• [Task item A]
From the text on NEAT genome crossover, list every named project or publication it mentions.
• [Task item B]
Extend the write-up on NEAT genome crossover, starting after its last sentence.

• [Text provided]
A proposal for a tweak to NEAT’s genome crossover: overlay genes on a “conglomerate” network, which is a superset of all network topologies.
Background #
I first got interested in the concept of NEAT a few years ago after watching MarI/O by creator Sethbling, where Mario is controlled by an AI, implemented as an evolving set of “neurons” that watch his environment to trigger button presses such as running and jumping.
The concept of genetic evolution hooked me because I loved the concept of finding solutions that people would never try, like NASA’s Evolved Antenna, so I took a couple days off work to hack on a project with the goal of applying a version of this method from scratch to a more generic set of problems. I tried training this type of AI to play Tic Tac Toe and play a Prisoner’s Dilemma simulation1 against each other.
It doesn’t work… yet?
But either way, I got a bit stuck on the implementation of genetic crossover to generate offspring so I wanted to dive into that a bit here.
(Existing) Global Innovation Numbers #
In the original paper Evolving Neural Networks through Augmenting Topologies, there’s an example of how two genomes create offspring by lining up gene innovation numbers. The innovation number is just a number assigned when the gene is created, so a node or connection created 5th on one genome will be lined up with the 5th gene created on another. When the topologies are different between two genomes, genes can be considered disjoint.

• [Data]

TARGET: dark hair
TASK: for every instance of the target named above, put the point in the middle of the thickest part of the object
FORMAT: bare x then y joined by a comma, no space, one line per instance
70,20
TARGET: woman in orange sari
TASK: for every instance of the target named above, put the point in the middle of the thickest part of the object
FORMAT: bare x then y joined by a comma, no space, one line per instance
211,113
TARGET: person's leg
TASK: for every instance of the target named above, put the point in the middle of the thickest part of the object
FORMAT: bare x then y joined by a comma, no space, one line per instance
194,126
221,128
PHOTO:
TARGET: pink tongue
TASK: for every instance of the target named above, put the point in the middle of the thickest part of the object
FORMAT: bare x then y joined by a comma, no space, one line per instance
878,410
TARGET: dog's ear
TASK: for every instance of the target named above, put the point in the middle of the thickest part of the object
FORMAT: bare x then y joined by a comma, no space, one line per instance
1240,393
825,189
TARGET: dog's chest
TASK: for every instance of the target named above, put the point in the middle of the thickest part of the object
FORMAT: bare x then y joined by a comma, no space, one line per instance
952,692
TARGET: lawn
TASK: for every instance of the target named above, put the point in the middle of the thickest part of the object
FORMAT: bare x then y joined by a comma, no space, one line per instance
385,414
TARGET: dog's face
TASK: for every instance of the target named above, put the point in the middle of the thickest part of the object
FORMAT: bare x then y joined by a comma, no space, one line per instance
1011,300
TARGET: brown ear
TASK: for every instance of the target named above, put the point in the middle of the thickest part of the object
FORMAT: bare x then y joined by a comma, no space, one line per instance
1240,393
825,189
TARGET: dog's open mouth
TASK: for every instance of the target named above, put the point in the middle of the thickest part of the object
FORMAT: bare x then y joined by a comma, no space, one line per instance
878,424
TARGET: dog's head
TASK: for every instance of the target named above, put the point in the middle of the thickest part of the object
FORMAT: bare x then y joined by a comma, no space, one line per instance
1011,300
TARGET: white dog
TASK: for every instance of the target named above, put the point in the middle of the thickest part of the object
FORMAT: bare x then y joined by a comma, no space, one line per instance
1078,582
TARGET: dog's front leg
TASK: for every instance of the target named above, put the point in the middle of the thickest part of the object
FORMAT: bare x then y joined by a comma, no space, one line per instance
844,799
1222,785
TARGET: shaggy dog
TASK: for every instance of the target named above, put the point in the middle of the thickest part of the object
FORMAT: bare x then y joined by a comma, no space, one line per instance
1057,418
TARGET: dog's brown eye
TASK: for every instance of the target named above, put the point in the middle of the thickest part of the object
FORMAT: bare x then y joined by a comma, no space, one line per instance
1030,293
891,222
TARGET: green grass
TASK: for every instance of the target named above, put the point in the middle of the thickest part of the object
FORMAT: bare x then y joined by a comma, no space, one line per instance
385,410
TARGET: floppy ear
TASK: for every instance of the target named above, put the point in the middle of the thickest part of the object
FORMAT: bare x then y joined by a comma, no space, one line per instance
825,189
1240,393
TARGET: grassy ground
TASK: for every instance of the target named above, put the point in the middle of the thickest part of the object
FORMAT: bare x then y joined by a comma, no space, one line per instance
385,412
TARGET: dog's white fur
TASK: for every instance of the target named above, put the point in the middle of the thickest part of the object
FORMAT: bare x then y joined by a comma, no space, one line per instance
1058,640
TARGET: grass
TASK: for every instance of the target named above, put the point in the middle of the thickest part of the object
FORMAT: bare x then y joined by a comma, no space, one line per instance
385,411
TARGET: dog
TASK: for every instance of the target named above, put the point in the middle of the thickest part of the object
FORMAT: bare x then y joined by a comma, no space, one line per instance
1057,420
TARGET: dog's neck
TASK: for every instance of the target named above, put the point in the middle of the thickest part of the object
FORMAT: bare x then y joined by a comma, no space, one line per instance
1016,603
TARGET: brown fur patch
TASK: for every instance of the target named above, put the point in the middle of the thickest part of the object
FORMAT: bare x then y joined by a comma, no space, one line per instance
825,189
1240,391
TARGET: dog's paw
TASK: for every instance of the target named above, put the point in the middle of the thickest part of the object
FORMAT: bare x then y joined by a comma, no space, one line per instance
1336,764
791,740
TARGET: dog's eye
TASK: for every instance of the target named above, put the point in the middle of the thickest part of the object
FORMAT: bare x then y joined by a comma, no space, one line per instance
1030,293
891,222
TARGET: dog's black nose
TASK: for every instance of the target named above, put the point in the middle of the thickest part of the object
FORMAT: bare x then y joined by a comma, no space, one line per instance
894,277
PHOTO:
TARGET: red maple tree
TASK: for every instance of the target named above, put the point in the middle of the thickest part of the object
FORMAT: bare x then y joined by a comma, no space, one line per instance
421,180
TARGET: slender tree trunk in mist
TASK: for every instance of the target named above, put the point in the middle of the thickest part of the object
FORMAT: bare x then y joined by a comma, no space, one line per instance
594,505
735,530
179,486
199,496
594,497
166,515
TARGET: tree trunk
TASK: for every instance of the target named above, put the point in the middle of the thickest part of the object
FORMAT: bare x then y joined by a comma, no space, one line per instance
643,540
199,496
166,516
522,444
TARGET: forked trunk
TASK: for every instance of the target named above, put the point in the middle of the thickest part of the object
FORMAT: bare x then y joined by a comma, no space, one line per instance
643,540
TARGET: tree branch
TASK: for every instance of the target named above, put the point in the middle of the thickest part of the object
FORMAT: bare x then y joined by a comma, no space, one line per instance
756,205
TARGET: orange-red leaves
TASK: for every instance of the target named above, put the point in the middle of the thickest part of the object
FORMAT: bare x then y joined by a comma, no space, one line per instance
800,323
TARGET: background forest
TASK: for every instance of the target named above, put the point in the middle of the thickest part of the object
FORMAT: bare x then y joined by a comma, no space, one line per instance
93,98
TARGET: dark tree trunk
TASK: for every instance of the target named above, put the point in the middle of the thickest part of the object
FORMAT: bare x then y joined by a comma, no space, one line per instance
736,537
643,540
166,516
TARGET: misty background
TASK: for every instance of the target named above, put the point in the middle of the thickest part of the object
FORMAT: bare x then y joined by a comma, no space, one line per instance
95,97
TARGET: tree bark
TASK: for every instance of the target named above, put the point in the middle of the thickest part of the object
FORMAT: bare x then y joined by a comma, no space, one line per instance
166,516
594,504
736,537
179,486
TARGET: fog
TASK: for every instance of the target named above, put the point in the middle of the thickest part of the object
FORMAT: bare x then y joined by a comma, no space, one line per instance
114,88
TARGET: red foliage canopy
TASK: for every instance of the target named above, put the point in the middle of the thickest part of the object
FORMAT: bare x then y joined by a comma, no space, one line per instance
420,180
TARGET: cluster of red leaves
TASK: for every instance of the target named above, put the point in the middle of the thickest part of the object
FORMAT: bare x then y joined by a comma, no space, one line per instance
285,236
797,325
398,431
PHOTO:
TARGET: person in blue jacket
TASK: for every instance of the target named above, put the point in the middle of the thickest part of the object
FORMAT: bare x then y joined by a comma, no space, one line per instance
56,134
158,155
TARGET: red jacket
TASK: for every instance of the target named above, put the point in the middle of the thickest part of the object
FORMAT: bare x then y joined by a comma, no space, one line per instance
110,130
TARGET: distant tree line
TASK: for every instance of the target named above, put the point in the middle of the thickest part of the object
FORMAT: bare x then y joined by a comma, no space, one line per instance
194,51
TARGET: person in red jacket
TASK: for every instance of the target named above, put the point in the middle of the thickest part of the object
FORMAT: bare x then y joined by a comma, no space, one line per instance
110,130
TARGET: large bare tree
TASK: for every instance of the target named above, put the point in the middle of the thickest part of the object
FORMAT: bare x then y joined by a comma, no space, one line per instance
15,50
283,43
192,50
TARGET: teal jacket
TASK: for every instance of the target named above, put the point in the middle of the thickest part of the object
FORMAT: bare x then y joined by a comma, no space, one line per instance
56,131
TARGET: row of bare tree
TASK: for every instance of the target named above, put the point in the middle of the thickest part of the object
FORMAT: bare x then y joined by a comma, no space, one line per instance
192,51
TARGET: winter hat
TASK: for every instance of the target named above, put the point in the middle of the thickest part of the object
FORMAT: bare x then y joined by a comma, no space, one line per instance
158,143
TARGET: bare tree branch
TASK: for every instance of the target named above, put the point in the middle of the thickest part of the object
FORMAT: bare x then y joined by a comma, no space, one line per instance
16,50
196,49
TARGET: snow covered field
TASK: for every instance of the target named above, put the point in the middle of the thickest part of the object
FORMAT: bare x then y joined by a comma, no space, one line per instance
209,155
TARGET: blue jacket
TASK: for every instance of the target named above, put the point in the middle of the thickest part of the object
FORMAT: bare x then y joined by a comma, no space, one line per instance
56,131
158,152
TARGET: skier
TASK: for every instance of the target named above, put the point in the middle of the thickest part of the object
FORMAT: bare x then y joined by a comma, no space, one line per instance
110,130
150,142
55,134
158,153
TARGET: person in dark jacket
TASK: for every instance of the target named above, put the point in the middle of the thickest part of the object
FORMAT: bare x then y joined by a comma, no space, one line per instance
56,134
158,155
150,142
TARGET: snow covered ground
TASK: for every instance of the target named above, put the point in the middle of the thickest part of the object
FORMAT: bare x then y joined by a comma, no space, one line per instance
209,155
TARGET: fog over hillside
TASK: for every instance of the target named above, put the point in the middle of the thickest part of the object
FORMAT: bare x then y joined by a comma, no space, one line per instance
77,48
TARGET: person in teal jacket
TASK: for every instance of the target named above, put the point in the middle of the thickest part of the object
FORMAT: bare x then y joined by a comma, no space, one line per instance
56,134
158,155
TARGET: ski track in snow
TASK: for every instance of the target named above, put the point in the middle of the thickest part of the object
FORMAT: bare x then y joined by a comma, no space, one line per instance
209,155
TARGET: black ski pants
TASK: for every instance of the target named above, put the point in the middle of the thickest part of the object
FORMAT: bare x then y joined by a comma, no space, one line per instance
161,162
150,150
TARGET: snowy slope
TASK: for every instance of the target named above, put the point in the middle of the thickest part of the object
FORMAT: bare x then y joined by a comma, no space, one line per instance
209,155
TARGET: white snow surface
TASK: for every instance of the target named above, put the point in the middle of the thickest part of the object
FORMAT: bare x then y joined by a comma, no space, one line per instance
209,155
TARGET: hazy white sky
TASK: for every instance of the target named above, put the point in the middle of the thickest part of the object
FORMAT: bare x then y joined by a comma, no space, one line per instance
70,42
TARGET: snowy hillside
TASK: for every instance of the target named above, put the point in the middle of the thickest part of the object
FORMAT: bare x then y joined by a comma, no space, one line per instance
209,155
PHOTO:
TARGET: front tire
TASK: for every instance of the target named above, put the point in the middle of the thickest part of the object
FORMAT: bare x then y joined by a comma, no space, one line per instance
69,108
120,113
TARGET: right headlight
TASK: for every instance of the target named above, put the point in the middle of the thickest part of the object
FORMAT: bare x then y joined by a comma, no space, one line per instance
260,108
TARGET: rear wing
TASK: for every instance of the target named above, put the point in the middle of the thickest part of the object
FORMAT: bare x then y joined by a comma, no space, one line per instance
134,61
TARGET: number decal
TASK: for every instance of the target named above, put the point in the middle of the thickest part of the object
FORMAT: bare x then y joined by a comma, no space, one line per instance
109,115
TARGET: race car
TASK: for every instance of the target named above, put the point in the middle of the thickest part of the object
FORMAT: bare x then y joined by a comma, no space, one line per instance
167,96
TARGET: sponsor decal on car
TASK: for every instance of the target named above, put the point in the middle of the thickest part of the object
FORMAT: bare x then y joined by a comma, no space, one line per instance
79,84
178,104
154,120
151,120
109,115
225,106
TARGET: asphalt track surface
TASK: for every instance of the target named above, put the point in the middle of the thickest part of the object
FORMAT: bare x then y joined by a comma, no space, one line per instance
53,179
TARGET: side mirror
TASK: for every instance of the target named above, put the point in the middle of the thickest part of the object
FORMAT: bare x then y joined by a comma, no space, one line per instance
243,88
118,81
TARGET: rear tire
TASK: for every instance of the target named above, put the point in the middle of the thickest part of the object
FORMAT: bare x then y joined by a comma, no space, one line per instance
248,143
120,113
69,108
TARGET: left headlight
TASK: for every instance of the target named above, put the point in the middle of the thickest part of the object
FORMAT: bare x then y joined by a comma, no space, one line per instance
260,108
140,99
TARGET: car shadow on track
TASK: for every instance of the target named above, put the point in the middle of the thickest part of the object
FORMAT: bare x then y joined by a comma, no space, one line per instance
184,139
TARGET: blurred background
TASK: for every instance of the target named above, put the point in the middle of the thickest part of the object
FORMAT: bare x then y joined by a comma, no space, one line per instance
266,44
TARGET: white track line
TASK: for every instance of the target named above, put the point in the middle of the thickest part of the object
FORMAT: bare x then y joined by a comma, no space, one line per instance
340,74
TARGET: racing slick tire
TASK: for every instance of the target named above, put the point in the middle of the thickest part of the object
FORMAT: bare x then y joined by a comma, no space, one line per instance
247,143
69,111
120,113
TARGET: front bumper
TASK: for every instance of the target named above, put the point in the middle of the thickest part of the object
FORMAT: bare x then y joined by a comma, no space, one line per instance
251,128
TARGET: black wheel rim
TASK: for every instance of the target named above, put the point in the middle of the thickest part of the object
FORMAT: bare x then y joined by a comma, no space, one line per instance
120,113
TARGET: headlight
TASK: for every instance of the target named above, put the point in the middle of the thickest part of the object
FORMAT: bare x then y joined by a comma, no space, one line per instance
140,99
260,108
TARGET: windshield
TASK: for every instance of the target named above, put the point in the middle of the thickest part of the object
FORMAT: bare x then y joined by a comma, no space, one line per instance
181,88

• [Final answer A]
- MarI/O
- NASA's Evolved Antenna
- Evolving Neural Networks through Augmenting Topologies

• [Final answer B]
The example here from the paper shows how genomes with disjoint genes can create offspring:
(New) Conglomerate Idea #
Instead of mutating individual genomes and giving each new gene an innovation number, my implementation mutated one single, giant network. Then, every individual genome has a small random chance of receiving that gene in that round.
The outcome of this method is regardless of which two genomes generate offspring, they can always be overlaid on the Congomerate network. This was a more straightforward implementation to handle disjoint genes and generate the offspring topology:
Takeaways #
Maybe there’s something promising here, maybe not. There’s a lot more experimentation to do to test the viability, so I just wanted to write this post as a summary / checkpoint of the project in case I ever want to pick it up again.
Footnotes #
1 The prisoner’s dilemma simulation “game” that inspired this idea.